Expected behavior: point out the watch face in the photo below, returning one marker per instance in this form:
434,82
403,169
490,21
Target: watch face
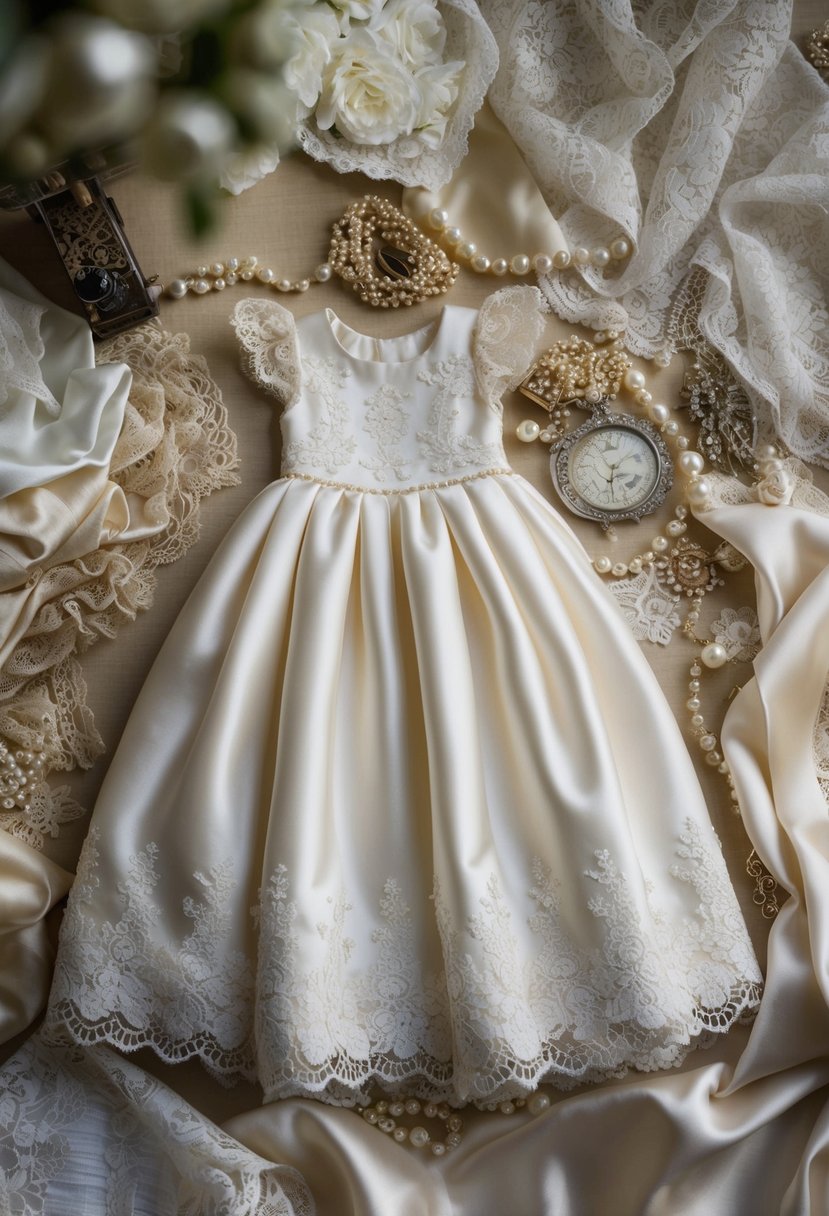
614,468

» **TASK REQUIREMENTS**
The answer should hold every entry exactly as given and no pictures at all.

» **OUTPUT OF THE TASK**
Expected behavior: point out the watch face in the photo below, returning one marker per instance in this form:
434,82
403,169
490,21
Target: watch face
614,468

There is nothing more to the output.